After retiring around 10 PM the first night at Meredale, I fell fast asleep and woke early the next morning to find Bruce, who has accumulated his wealth by sustaining a lucrative blind manufacturing business, calling for Wonke, Bruce’s personal Zulu laborer who lives in a flat slightly similar—though less prestigious—to ours on Bruce’s property.

 

“Wooooonke,” Bruce loudly yells to the polite, 35-year-old Wonke, a man Peggy says is fine and good but is often spoiled by Bruce, who, according to Peggy, loans Wonke thousands of rand (ZAR), takes unexplainable days off without compensation, and cuts work. Wonke, who has three children to support, lives alone in the flat.

 

Yawning loudly and wiping my eyes with my fists, I walk towards the door facing the pool and turn the handle. Brucie, an avid conversationalist who will talk until either the sunset or narcolepsy hits his latest contender, spots me right away.

 

“Good morning,” he says, his bright blue eyes piercing mine, his Santa Claus stomach protruding from his torso slightly more than it was last night. “You haven’t seen the garden yet, have you?”

 

“No,” I said, perfectly conscious of just having committed myself to the arduous task. And so after an hour and half, I had finally seen the luscious Garden of Eden.

 

Mesh wire cylinders filled with rocks holding a pot of overflowing flowers, apples barely hanging on nails waiting for hungry birds, a myriad of different colored cacti, and water peacefully dripping from stone fountains, Brucie said the upkeep garden, which was, he carefully pointed out at least three times, both engineered and built with his bare hands, would not be possible without the help of hired weekly gardeners. He didn’t mention whether they were black or white.

 

 

 

South African Superstitions

 

Starring and diligently ‘ooo-ing’ and ‘aaahhh-ing’ at his various masterpieces and sometimes barely audible stories while my breath and urinary tract painfully reminded me of what I had left to do that morning, I noticed a break in Brucie’s stream of consciousness and decided to make a break for it.

 

“You see this,” he said, as if eager to foil my mental plan with a game of wits, “this I also made myself. He pointed to a bronze cutout figure hanging on the wall.

 

“Can you tell what it is,” he asked, hoping I wouldn’t guess.

 

“No, what is it?” I conceded.

 

“They are owls: scare away the blacks,” he said in a calculating tone, as if sharing an age-old secret with me. “They are afraid of owls, and snakes, too.” He pointed to his current work-in-progress, a slithering bronze snake. “If they see this, they’ll stay far away and never break-in. According to their tradition, or something. Weird, if you ask me.”

--------------------

REQUIREMENTS
- A) Using the Meredale account, list each feature of the garden named in the paragraph that begins "Mesh wire cylinders filled with rocks".
- B) Answer these questions from the Meredale account:
(i) Around what time did the narrator retire on the first night?
(ii) How old is Wonke?
(iii) How long did it take before the narrator had finally seen the garden?

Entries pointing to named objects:
--------------------

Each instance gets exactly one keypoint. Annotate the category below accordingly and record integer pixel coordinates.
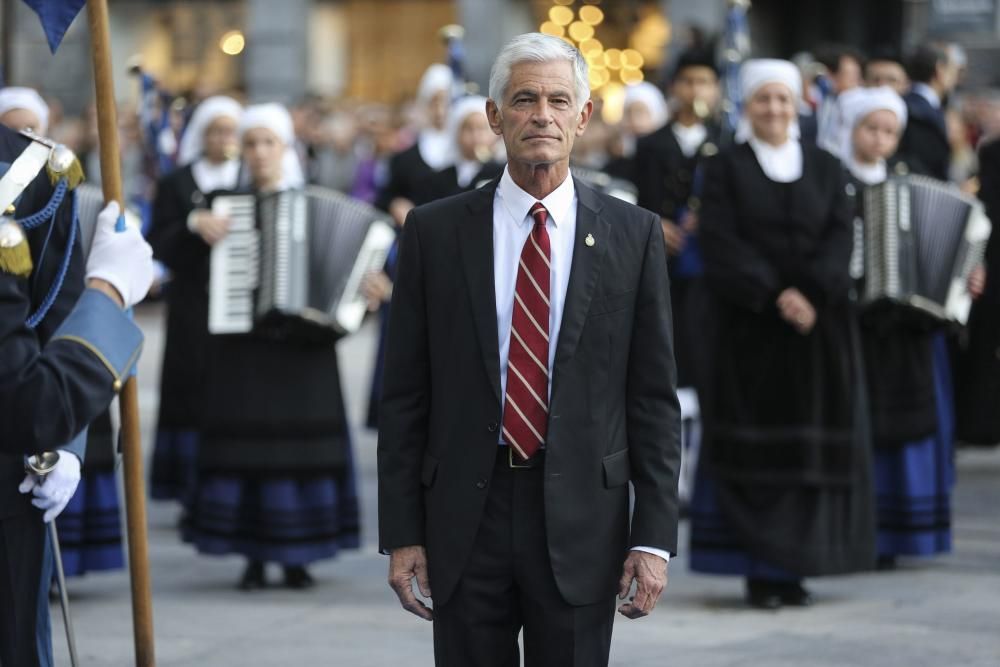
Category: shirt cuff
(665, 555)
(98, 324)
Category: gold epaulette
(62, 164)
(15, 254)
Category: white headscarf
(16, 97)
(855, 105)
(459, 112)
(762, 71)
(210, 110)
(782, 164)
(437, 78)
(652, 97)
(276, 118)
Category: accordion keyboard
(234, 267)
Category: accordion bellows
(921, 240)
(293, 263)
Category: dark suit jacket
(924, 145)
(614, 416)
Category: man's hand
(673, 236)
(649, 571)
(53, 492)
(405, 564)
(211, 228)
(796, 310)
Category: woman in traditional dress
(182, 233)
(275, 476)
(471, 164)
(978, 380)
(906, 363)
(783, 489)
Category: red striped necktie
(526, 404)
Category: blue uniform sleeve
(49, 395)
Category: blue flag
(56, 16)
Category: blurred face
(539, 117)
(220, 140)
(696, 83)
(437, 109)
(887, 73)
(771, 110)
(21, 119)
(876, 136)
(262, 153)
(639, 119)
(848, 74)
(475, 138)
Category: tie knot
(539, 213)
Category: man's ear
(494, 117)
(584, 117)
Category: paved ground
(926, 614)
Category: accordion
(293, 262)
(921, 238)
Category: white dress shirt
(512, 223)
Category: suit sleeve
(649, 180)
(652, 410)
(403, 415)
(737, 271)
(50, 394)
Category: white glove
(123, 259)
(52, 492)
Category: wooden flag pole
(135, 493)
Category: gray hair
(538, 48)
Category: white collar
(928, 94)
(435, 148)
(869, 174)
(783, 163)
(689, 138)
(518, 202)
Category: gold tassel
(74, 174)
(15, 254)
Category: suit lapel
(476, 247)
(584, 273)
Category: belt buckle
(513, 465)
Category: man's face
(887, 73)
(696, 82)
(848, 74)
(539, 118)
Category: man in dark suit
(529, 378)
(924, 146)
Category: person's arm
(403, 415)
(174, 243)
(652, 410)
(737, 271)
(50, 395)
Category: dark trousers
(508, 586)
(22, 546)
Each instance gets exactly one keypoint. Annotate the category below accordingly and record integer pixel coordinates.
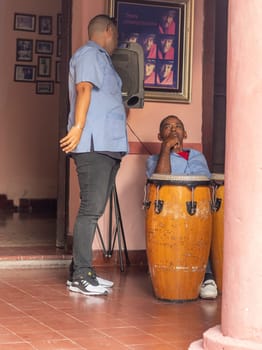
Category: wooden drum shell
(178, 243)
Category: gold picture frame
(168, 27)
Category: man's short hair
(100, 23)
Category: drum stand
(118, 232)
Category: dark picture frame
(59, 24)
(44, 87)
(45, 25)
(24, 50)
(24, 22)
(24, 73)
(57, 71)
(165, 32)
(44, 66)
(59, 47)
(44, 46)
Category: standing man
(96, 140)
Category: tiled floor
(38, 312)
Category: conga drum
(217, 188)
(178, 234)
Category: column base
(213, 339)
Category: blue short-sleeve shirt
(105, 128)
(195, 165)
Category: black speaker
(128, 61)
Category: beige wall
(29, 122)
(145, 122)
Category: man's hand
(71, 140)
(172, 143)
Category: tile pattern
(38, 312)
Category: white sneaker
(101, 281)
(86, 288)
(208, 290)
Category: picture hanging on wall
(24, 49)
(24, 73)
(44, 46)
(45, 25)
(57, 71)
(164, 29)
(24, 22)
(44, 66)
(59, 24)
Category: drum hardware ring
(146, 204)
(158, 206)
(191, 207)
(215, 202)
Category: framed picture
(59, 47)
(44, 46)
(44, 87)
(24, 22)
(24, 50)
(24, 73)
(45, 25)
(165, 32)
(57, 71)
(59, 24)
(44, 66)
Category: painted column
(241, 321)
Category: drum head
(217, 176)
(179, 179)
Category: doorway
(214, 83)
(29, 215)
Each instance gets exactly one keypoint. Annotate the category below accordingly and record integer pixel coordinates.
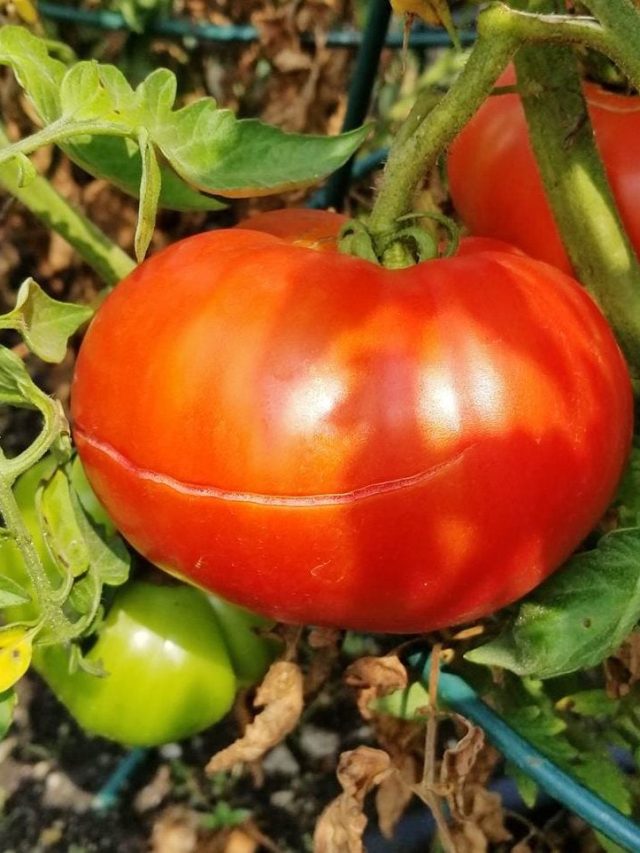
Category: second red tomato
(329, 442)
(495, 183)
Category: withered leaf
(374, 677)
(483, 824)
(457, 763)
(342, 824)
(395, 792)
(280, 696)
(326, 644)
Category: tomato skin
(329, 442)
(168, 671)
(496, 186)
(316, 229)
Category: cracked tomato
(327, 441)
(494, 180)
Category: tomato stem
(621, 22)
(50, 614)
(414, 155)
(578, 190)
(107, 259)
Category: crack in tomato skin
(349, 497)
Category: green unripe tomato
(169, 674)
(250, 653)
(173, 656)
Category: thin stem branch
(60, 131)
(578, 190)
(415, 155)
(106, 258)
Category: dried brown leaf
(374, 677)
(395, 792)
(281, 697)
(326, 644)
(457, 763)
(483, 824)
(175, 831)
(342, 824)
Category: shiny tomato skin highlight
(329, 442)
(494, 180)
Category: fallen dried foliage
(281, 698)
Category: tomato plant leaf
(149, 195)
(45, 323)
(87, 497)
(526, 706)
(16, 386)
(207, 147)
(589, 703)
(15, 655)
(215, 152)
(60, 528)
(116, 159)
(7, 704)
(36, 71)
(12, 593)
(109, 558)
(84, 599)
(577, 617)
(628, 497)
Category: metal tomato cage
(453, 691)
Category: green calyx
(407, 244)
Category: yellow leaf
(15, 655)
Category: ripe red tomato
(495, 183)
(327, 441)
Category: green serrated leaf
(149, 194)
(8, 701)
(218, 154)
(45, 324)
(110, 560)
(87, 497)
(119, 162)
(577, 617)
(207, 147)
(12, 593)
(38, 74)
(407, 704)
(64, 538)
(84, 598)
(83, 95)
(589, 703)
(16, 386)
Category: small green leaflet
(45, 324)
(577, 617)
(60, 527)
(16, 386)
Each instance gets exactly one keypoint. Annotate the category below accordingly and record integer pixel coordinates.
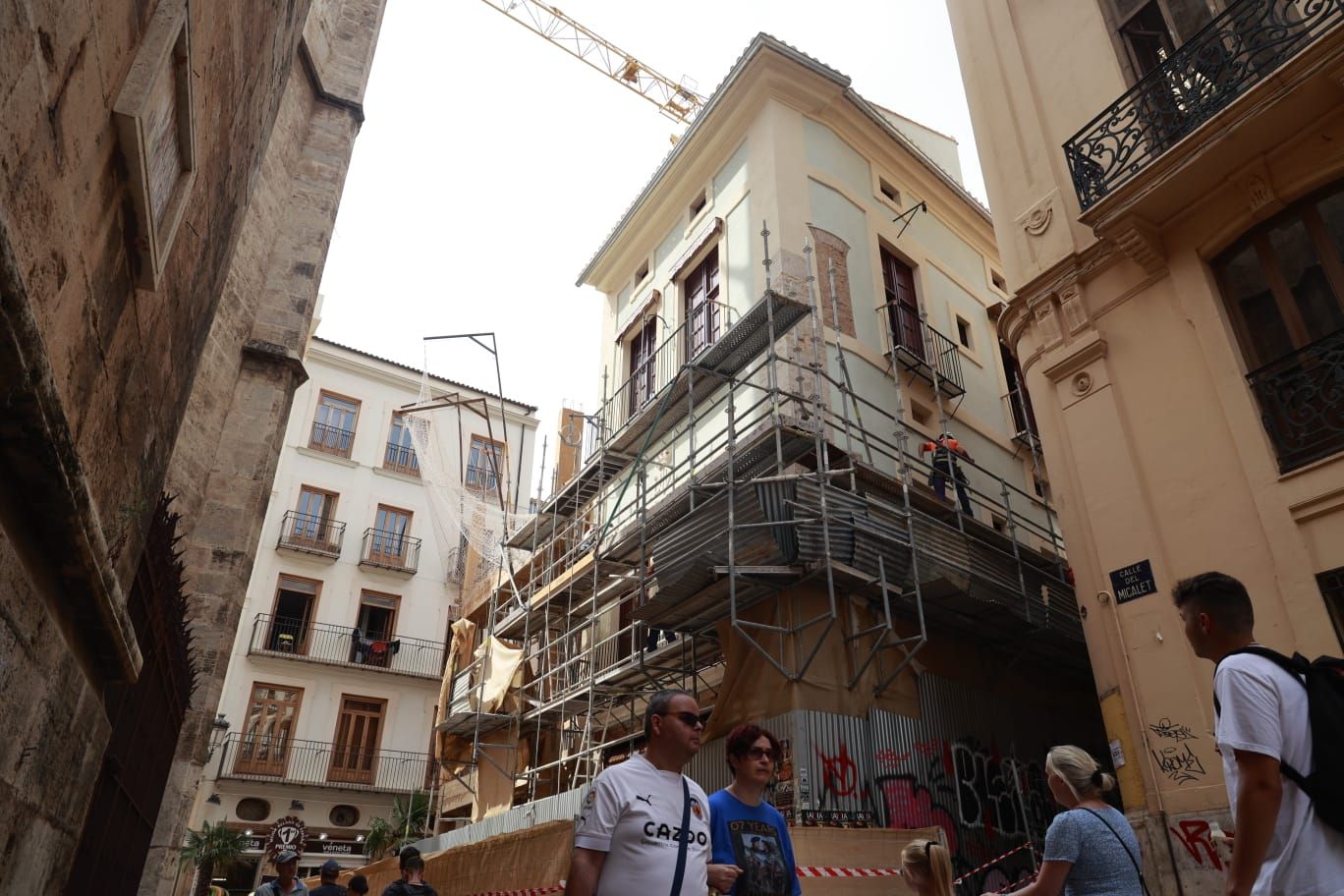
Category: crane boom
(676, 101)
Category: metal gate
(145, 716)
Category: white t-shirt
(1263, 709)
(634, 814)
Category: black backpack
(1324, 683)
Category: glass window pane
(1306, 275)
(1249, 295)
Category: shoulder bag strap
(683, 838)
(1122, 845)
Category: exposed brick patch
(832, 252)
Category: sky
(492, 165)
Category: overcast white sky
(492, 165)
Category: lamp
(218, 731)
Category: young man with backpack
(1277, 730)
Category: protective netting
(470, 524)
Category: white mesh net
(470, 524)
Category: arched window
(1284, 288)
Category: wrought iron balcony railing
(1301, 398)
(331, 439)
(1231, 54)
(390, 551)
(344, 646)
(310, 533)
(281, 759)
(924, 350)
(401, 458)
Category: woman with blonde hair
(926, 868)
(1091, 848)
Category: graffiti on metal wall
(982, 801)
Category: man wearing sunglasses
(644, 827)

--------------------

PER-TASK ANSWERS
- A)
- Mesh wire cylinders filled with rocks holding a pot of overflowing flowers
- Apples barely hanging on nails waiting for hungry birds
- A myriad of different colored cacti
- Water peacefully dripping from stone fountains

- B)
(i) Around 10 PM
(ii) 35
(iii) An hour and a half